Records from a data collection
------------------------------------

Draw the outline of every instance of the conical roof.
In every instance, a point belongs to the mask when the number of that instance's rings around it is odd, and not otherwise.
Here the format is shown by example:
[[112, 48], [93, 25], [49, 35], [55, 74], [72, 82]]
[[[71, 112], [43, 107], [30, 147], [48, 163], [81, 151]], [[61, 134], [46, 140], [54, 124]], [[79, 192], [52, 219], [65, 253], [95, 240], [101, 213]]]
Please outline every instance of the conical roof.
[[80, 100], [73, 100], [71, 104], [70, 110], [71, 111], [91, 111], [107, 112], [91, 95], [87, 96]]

------------------------------------

Rewrite the records above, putting "chimney" wherever "conical roof" appears and keeping everything else unchanged.

» Task solution
Draw the outline of every instance of the chimney.
In every instance, a point belongs to the mask when the number of that instance's rings around it is odd, and not otherwise.
Here the format is shown by example:
[[112, 48], [93, 25], [49, 35], [55, 74], [72, 82]]
[[[71, 112], [43, 107], [30, 147], [48, 163], [81, 151]], [[61, 134], [46, 140], [54, 124]], [[79, 192], [52, 219], [65, 253], [95, 240], [101, 213]]]
Please outline every instance of the chimney.
[[80, 100], [73, 100], [71, 104], [70, 110], [71, 111], [91, 111], [107, 112], [91, 95], [87, 96]]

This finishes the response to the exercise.